(Text block Opens)

Third, the US instruments are considered
under-disciplined. ‘With deficiency payments, marketing loans, food
aid, export credit, the US farmers get the full set of possible supports’,
adds Ferrere. For all players, no domestic political support for
agricultural reform can be built without strictly balancing the EU and
US concessions.
Weak corporate lobbying
Players remark: ‘Businesses are silent’;
‘MEDEF’s negotiating positions are much too general’; ‘Businessmen
almost never take up multilateral issues with ministers’; and ‘The
president of MEDEF never speaks on the WTO.’
Jacques Desponts, chairman of MEDEF’s and
UNICE’s(19)
WTO committees, considers that
French business lobbying remains domestically
centred. It is extremely hard to have businesses express priorities on
trade negotiations. The first MEDEF position was constructed for Seattle
and we achieved a similar position with UNICE. Yet French companies do
not invest enough time in UNICE compared with northern Europeans. As a
result, they are cashing the horserace bets in reverse order: we get ‘agriculture,
industry and services’ instead of ‘services, industry and
agriculture’.
Other business players concur. Dominique
Jacomet, Vice-Chairman of UIT,(20)
notes:
Internationalization in our sector is rooted in
the multilateral system. We have strong interests, offensive and
defensive, in WTO rules: TRIPS enforcement, tariff peak elimination,
anti-dumping…. So we are very active internationally, at all levels.
However, the priority given to agriculture hardly allows France to
promote our interests.
Why are industrial and services sectors not
better at trade lobbying?
First, WTO market access may have lost
relevance. Hubert Testard notes that ‘a major change since the Uruguay
Round comes from the trillion dollars of accumulated foreign direct
investment, mainly involving multinational companies. They reduced
pressure on market access. The big benefits of tariff reductions would
now fall on small and medium-sized enterprises (SMEs), less influential
than multinational groups within MEDEF.’ Others observe that France
trades mostly within the EU, with preferential trading zones and OECD
countries maintaining average low tariffs.
Second, evaluating the gains does not prove to
be easy. ‘It is hard to measure robustly national gains from trade
liberalization. Some statistics cannot be isolated from the EU’s. It
is almost impossible to reach a simple measure of gains in the services
sector. Thus policy-makers must balance certain and measurable losses in
agriculture against vague and uncertain gains in other sectors’, says
Mathilde Lemoine, economic adviser to the Trade Minister.

(Text block Closes)
(Data extracts Opens)

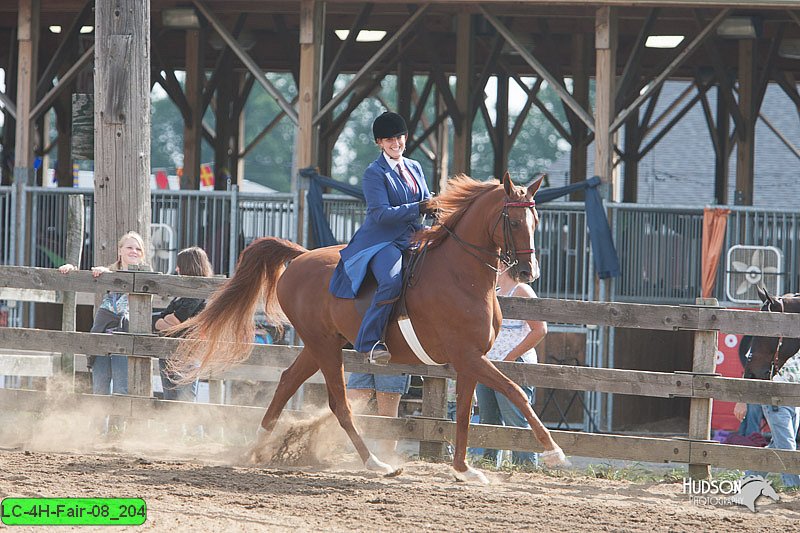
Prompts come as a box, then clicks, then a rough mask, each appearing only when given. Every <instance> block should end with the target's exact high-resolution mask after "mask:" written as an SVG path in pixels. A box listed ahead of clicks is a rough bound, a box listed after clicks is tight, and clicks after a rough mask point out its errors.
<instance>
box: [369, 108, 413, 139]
mask: <svg viewBox="0 0 800 533" xmlns="http://www.w3.org/2000/svg"><path fill="white" fill-rule="evenodd" d="M407 133H408V128H407V127H406V121H405V120H403V117H401V116H400V115H398V114H397V113H392V112H391V111H386V112H385V113H383V114H382V115H381V116H379V117H378V118H376V119H375V122H373V123H372V134H373V135H374V136H375V140H376V141H377V140H378V139H389V138H391V137H397V136H399V135H405V134H407Z"/></svg>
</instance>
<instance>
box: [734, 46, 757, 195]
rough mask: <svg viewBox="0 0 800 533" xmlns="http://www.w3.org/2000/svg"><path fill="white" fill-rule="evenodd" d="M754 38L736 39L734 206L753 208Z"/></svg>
mask: <svg viewBox="0 0 800 533" xmlns="http://www.w3.org/2000/svg"><path fill="white" fill-rule="evenodd" d="M755 54H756V42H755V40H754V39H739V69H738V72H739V113H741V115H742V123H741V124H737V131H738V132H739V139H738V142H737V144H736V192H735V193H734V199H733V201H734V204H735V205H753V181H754V179H755V176H754V171H755V149H756V139H755V134H756V117H757V114H756V107H755V97H756V87H755V61H756V58H755Z"/></svg>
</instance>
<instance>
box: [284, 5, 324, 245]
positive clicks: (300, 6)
mask: <svg viewBox="0 0 800 533" xmlns="http://www.w3.org/2000/svg"><path fill="white" fill-rule="evenodd" d="M324 22H325V4H324V2H319V1H317V0H302V1H301V2H300V85H299V86H300V94H299V95H298V96H299V101H298V104H297V117H298V124H297V146H296V148H295V167H294V168H293V169H292V192H296V193H298V194H297V239H296V240H297V242H299V243H301V244H303V245H305V246H309V245H310V243H308V242H306V241H307V238H306V236H305V234H306V231H307V228H306V227H305V219H306V213H305V210H306V203H305V202H306V199H305V188H304V185H303V184H302V182H301V179H300V172H299V169H301V168H306V167H311V166H317V149H318V147H319V143H318V139H319V128H318V127H316V126H314V117H315V116H316V114H317V113H318V112H319V94H320V80H321V73H320V63H321V61H322V43H323V41H324V39H323V35H324V28H323V27H324Z"/></svg>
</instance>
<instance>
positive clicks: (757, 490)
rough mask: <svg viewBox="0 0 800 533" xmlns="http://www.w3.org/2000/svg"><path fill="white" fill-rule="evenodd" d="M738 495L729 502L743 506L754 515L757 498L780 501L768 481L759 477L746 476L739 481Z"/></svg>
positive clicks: (733, 497) (778, 498) (737, 494)
mask: <svg viewBox="0 0 800 533" xmlns="http://www.w3.org/2000/svg"><path fill="white" fill-rule="evenodd" d="M741 484H742V486H741V489H740V490H739V493H738V494H736V495H734V496H732V497H731V501H732V502H733V503H736V504H738V505H744V506H745V507H747V508H748V509H750V510H751V511H753V512H754V513H755V512H756V500H757V499H758V498H759V496H766V497H767V498H771V499H772V500H773V501H778V500H780V499H781V497H780V496H778V493H776V492H775V489H774V488H772V485H771V484H770V482H769V481H767V480H766V479H764V478H763V477H761V476H747V477H746V478H744V479H742V480H741Z"/></svg>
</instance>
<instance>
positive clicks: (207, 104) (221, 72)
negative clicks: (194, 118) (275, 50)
mask: <svg viewBox="0 0 800 533" xmlns="http://www.w3.org/2000/svg"><path fill="white" fill-rule="evenodd" d="M246 20H247V13H240V14H239V16H238V17H237V18H236V22H235V23H234V25H233V31H232V32H231V33H232V34H233V36H234V37H236V38H237V39H238V38H239V34H240V33H241V32H242V28H244V23H245V21H246ZM231 61H233V50H231V48H230V47H229V46H227V45H226V46H225V49H224V50H222V51H221V52H220V54H219V56H217V61H216V62H215V63H214V69H213V70H212V71H211V77H210V78H209V79H208V81H207V82H205V85H204V87H203V105H202V106H201V107H200V116H203V115H205V114H206V109H208V106H209V105H210V104H211V101H212V100H213V98H214V93H215V92H216V90H217V86H218V85H219V83H220V81H221V80H222V78H223V76H222V72H223V71H227V69H228V65H229V63H230V62H231Z"/></svg>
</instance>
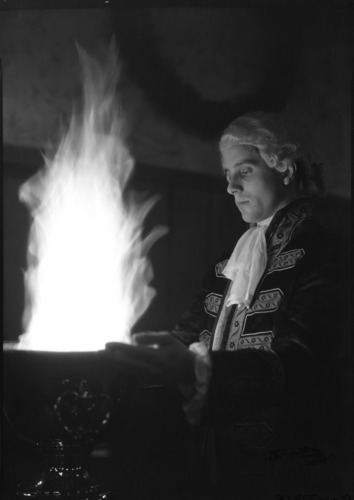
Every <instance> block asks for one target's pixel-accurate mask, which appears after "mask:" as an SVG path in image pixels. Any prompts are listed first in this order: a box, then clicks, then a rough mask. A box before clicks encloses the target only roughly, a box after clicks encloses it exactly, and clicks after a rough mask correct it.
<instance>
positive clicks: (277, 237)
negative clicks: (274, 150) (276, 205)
mask: <svg viewBox="0 0 354 500" xmlns="http://www.w3.org/2000/svg"><path fill="white" fill-rule="evenodd" d="M266 240H267V254H268V261H267V267H266V269H265V272H264V274H263V276H262V277H261V279H260V282H259V284H258V286H257V289H256V292H255V295H254V298H253V301H252V303H251V305H250V308H249V309H243V310H238V309H237V306H232V307H233V310H232V311H231V313H230V314H229V321H228V324H227V325H226V328H225V330H224V334H223V342H222V348H221V350H220V351H212V352H211V356H212V362H213V378H212V383H211V387H210V391H209V395H210V396H209V409H208V411H207V412H206V414H207V415H208V416H207V417H206V418H209V417H210V419H211V420H212V421H219V420H221V421H222V422H226V421H228V420H229V419H231V420H233V421H235V418H236V419H238V420H240V418H241V421H242V419H243V420H244V421H246V422H247V421H249V420H250V419H251V420H252V419H254V418H255V419H256V420H257V419H258V420H259V418H260V416H259V415H260V413H259V411H260V408H261V409H263V410H264V409H265V408H268V409H269V408H271V407H274V405H275V406H277V405H278V407H280V408H281V411H282V412H283V413H284V408H285V407H286V408H287V412H285V413H287V414H288V415H291V418H292V419H293V420H297V421H298V423H300V420H301V418H302V417H301V414H302V416H304V407H306V406H307V405H308V404H312V405H314V404H315V403H314V400H313V399H312V398H313V395H314V393H315V392H316V391H317V392H318V390H317V389H318V387H319V383H320V382H321V380H322V381H323V380H324V377H325V373H326V368H327V367H328V365H329V363H330V360H331V357H332V354H333V352H335V349H336V346H337V344H338V339H339V335H340V332H339V331H338V329H337V328H336V327H337V326H338V328H340V327H339V322H338V303H336V297H337V296H338V295H337V292H336V289H335V285H336V279H335V272H336V260H335V259H336V257H335V255H336V252H335V245H334V242H333V238H331V237H330V236H329V235H328V234H327V232H326V231H325V230H324V229H323V228H322V227H321V226H320V225H319V224H318V223H317V222H316V221H315V220H314V219H313V217H312V214H311V206H310V203H309V201H308V200H307V199H299V200H296V201H295V202H292V203H291V204H289V205H288V206H287V207H285V208H284V209H282V210H279V211H278V212H277V213H276V214H275V216H274V218H273V220H272V222H271V224H270V225H269V227H268V229H267V231H266ZM226 263H227V259H221V260H220V261H219V262H217V263H216V265H215V266H213V267H212V268H211V269H210V270H209V272H208V274H207V276H206V278H205V280H204V283H203V288H202V291H201V292H200V293H199V294H198V296H197V297H196V299H195V301H194V302H193V304H192V306H191V308H190V309H189V310H188V311H187V312H186V314H185V315H183V317H182V318H181V320H180V321H179V323H178V324H177V325H176V327H175V328H174V330H173V332H172V333H173V334H174V335H176V336H178V338H180V339H181V340H182V341H183V342H184V343H185V344H187V345H189V344H191V343H192V342H196V341H203V342H205V343H206V345H208V346H209V348H210V349H211V346H212V342H213V336H214V332H215V327H216V324H217V321H218V315H219V314H220V311H221V308H222V304H223V300H224V297H225V295H226V291H227V289H228V287H229V285H230V281H229V280H228V279H227V278H225V277H224V276H223V274H222V271H223V269H224V267H225V265H226ZM339 307H340V306H339ZM305 413H306V414H307V413H308V412H305ZM299 415H300V416H299ZM286 418H287V417H286V416H285V419H286ZM261 420H262V418H261ZM301 425H302V424H300V427H301Z"/></svg>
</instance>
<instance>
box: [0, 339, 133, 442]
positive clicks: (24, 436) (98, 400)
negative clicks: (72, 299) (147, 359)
mask: <svg viewBox="0 0 354 500" xmlns="http://www.w3.org/2000/svg"><path fill="white" fill-rule="evenodd" d="M3 375H4V382H3V411H4V413H5V417H6V418H7V420H8V421H9V423H10V424H11V425H12V426H13V427H14V428H15V430H16V433H17V434H18V435H19V436H21V437H23V438H24V439H26V440H30V441H34V442H38V441H40V440H43V439H48V438H63V437H68V436H71V437H94V436H96V435H98V434H100V433H102V432H103V431H104V430H105V429H106V428H107V426H109V423H110V422H111V421H112V418H113V419H114V417H115V414H116V413H117V411H119V401H120V400H121V397H122V394H123V393H124V391H126V390H127V388H128V387H129V386H131V384H132V381H131V379H130V378H129V377H126V376H125V375H124V374H122V373H119V371H118V369H117V367H114V366H113V365H112V363H109V362H107V359H106V357H105V356H104V354H103V353H102V352H100V351H95V352H54V351H53V352H49V351H30V350H17V349H16V344H14V343H9V342H6V343H4V351H3Z"/></svg>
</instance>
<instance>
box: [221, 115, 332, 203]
mask: <svg viewBox="0 0 354 500" xmlns="http://www.w3.org/2000/svg"><path fill="white" fill-rule="evenodd" d="M233 146H246V147H250V148H253V149H255V150H256V151H257V152H258V154H259V155H260V156H261V157H262V158H263V160H264V161H265V163H266V164H267V165H268V167H269V168H274V169H275V170H277V171H278V172H280V173H282V172H285V171H286V170H287V168H288V167H289V166H291V165H293V166H294V167H295V182H296V184H297V189H298V193H299V195H300V196H316V195H317V196H320V195H323V194H324V182H323V174H322V169H321V167H322V164H321V165H318V164H311V163H310V160H309V158H308V155H307V154H306V152H305V151H304V149H303V148H302V146H301V144H300V142H299V141H298V140H297V139H296V138H295V137H293V136H292V134H291V132H290V131H289V129H288V128H287V126H286V125H285V123H284V122H283V120H282V119H281V118H280V116H279V115H277V114H274V113H264V112H261V111H258V112H254V113H247V114H245V115H242V116H240V117H238V118H236V119H235V120H234V121H232V122H231V123H230V125H228V127H226V129H225V130H224V131H223V132H222V134H221V138H220V142H219V148H220V151H221V152H222V151H223V150H226V149H230V148H232V147H233Z"/></svg>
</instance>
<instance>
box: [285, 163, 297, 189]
mask: <svg viewBox="0 0 354 500" xmlns="http://www.w3.org/2000/svg"><path fill="white" fill-rule="evenodd" d="M295 175H296V165H295V163H291V164H290V165H288V166H287V168H286V170H285V172H284V173H283V182H284V184H285V185H288V184H290V182H291V181H293V180H294V179H295Z"/></svg>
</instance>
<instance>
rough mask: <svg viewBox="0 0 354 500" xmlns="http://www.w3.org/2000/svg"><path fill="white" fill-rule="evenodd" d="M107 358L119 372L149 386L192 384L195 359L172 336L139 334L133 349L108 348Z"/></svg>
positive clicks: (134, 342) (118, 347)
mask: <svg viewBox="0 0 354 500" xmlns="http://www.w3.org/2000/svg"><path fill="white" fill-rule="evenodd" d="M103 352H104V355H105V356H106V357H107V358H109V359H111V360H112V361H114V362H115V363H117V368H118V369H119V371H123V372H124V373H125V374H127V375H129V376H132V377H137V378H143V379H144V381H146V382H150V383H161V384H164V383H169V382H176V383H184V384H188V383H193V382H194V380H195V375H194V355H193V353H191V352H190V351H189V349H188V348H187V347H186V346H185V345H184V344H182V343H181V342H180V341H179V340H178V339H176V338H175V337H173V335H171V334H170V333H169V332H153V333H137V334H135V335H134V336H133V345H129V344H122V343H120V342H109V343H107V344H106V350H105V351H103Z"/></svg>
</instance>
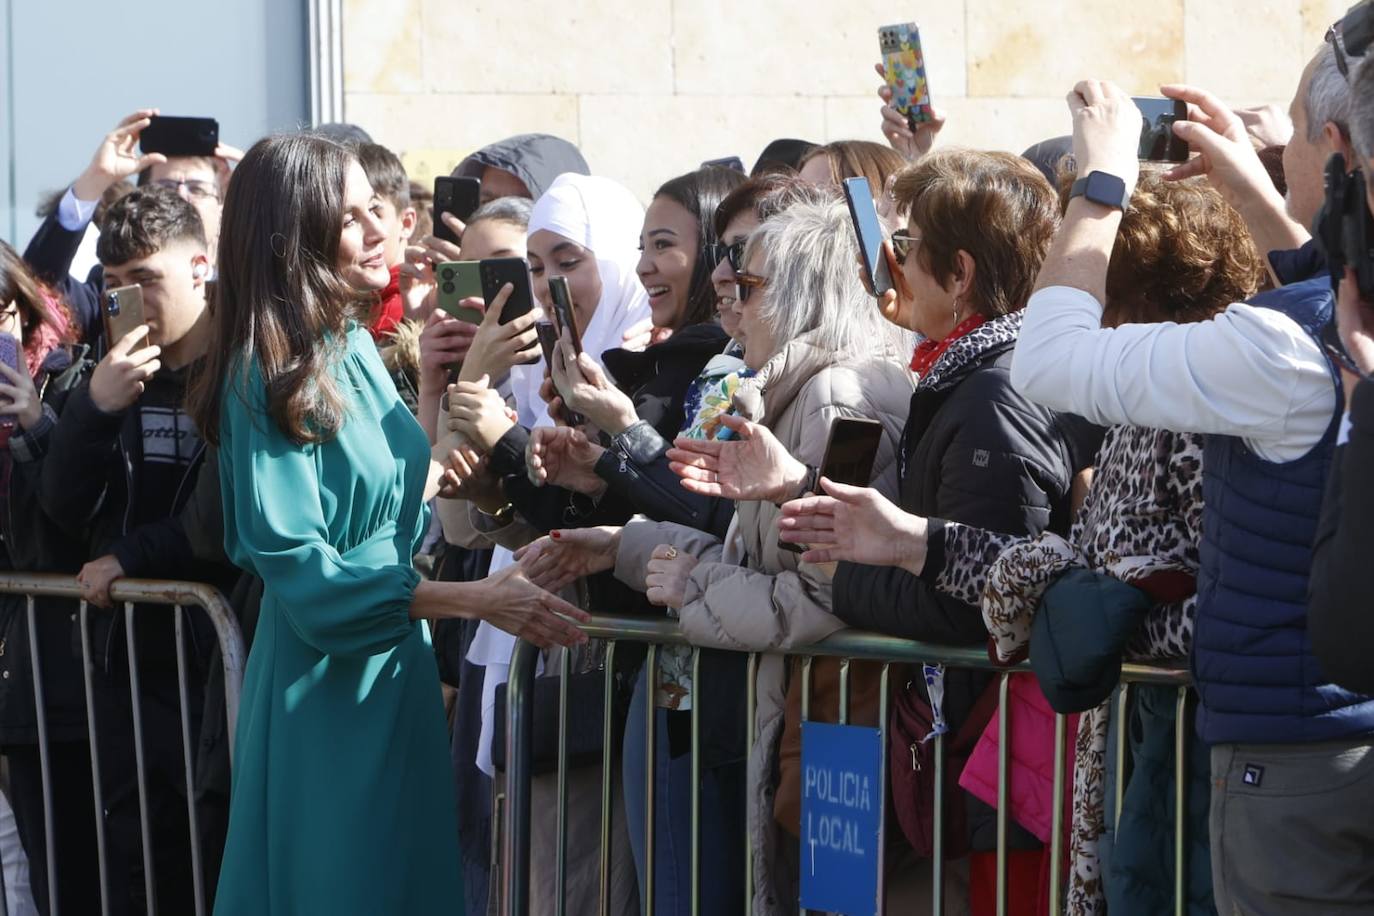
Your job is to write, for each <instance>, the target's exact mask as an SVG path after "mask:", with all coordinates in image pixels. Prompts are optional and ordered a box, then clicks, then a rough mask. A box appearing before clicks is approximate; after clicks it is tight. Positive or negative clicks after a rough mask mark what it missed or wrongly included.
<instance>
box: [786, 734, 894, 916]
mask: <svg viewBox="0 0 1374 916" xmlns="http://www.w3.org/2000/svg"><path fill="white" fill-rule="evenodd" d="M879 868H882V740H881V736H879V733H878V729H877V728H860V726H856V725H827V724H824V722H802V724H801V905H802V906H804V908H807V909H822V911H829V912H833V913H845V916H875V913H877V912H878V869H879Z"/></svg>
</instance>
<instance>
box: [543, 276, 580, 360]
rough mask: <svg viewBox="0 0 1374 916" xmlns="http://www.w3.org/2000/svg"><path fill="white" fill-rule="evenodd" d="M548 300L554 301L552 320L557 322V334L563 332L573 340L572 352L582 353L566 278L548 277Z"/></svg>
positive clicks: (570, 298)
mask: <svg viewBox="0 0 1374 916" xmlns="http://www.w3.org/2000/svg"><path fill="white" fill-rule="evenodd" d="M548 298H551V299H552V301H554V320H555V321H558V332H559V335H562V334H563V332H565V331H566V332H567V334H569V336H572V339H573V350H576V352H577V353H581V352H583V335H581V334H578V332H577V319H576V314H574V312H573V295H572V293H570V291H569V288H567V277H561V276H552V277H548Z"/></svg>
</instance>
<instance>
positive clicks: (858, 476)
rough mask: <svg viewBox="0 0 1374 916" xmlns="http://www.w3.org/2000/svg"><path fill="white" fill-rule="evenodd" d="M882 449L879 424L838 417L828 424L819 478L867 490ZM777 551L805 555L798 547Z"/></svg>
mask: <svg viewBox="0 0 1374 916" xmlns="http://www.w3.org/2000/svg"><path fill="white" fill-rule="evenodd" d="M879 445H882V423H879V422H878V420H866V419H863V417H855V416H838V417H835V419H834V422H831V424H830V438H829V439H827V441H826V456H824V457H823V459H822V460H820V477H823V478H826V479H829V481H834V482H835V483H848V485H849V486H868V485H870V483H871V482H872V464H874V461H875V460H877V457H878V446H879ZM778 547H779V548H782V549H785V551H790V552H793V553H805V552H807V548H805V547H802V545H801V544H789V542H786V541H778Z"/></svg>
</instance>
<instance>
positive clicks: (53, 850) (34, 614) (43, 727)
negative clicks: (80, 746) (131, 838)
mask: <svg viewBox="0 0 1374 916" xmlns="http://www.w3.org/2000/svg"><path fill="white" fill-rule="evenodd" d="M25 614H26V619H27V623H29V665H30V666H32V670H33V706H34V717H36V718H37V721H38V770H40V775H41V779H43V847H44V851H45V853H47V857H48V869H47V872H48V912H51V913H54V916H56V913H58V911H59V905H58V853H56V849H58V842H56V836H55V831H54V823H52V758H51V757H49V754H51V744H48V717H47V709H48V703H47V700H45V698H44V688H43V662H41V659H40V652H38V619H37V618H38V612H37V607H36V606H34V597H33V595H29V596H27V599H26V600H25ZM3 872H4V868H3V864H0V882H3ZM3 898H4V884H3V883H0V900H3ZM4 905H5V906H8V900H4ZM5 913H8V909H5Z"/></svg>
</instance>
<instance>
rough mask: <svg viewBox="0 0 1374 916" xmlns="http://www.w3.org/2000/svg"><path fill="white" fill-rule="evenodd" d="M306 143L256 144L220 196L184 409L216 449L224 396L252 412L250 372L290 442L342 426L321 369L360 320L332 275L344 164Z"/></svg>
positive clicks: (317, 436) (341, 418)
mask: <svg viewBox="0 0 1374 916" xmlns="http://www.w3.org/2000/svg"><path fill="white" fill-rule="evenodd" d="M354 161H356V159H354V157H353V154H352V152H350V151H349V150H348V148H346V147H343V146H341V144H339V143H337V141H334V140H330V139H327V137H322V136H319V135H311V133H290V135H282V136H275V137H267V139H264V140H258V141H257V143H256V144H254V146H253V148H251V150H249V152H247V155H246V157H243V161H242V162H240V163H239V166H238V169H235V170H234V180H232V181H231V183H229V191H228V194H227V195H225V198H224V217H223V221H221V225H220V251H218V272H220V273H218V282H217V287H218V288H217V290H216V295H214V301H213V305H212V308H210V342H209V347H207V352H206V357H205V363H203V371H202V374H201V375H199V378H198V379H196V383H195V386H194V389H192V391H191V397H190V408H191V416H192V417H194V419H195V423H196V426H198V427H199V428H201V434H202V435H203V437H205V438H206V439H207V441H210V442H212V444H216V445H218V441H220V409H221V407H223V401H224V398H225V397H229V396H238V397H243V398H245V400H246V401H247V402H249V404H253V402H256V400H257V393H254V391H250V390H247V379H249V376H250V369H251V367H253V365H254V364H256V367H257V369H258V371H260V372H261V375H262V383H264V386H265V391H264V404H265V409H267V413H268V416H269V417H271V419H272V422H275V423H276V426H278V427H279V428H280V430H282V433H283V434H284V435H286V437H287V438H289V439H290V441H291V442H294V444H297V445H305V444H308V442H324V441H328V439H330V438H333V437H334V434H335V433H338V428H339V426H342V423H343V413H345V407H346V405H345V402H343V396H342V393H341V391H339V389H338V386H337V385H335V382H334V375H333V372H331V371H330V363H331V361H333V358H335V357H337V356H338V353H339V352H341V350H342V347H343V335H345V331H346V327H348V321H349V320H350V319H354V317H359V316H360V314H361V313H363V312H365V308H367V302H364V301H363V299H361V298H360V295H359V293H357V291H354V290H352V288H350V287H349V286H348V283H346V282H345V280H343V277H342V276H341V273H339V269H338V251H339V236H341V233H342V231H343V185H345V181H346V179H348V172H349V168H350V166H352V163H353V162H354Z"/></svg>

(Data extracts Closes)

▶ **Exercise details**:
In the passage on French trade lobbying, what role does Mathilde Lemoine hold?

▶ **Answer to this problem**:
She is economic adviser to the Trade Minister.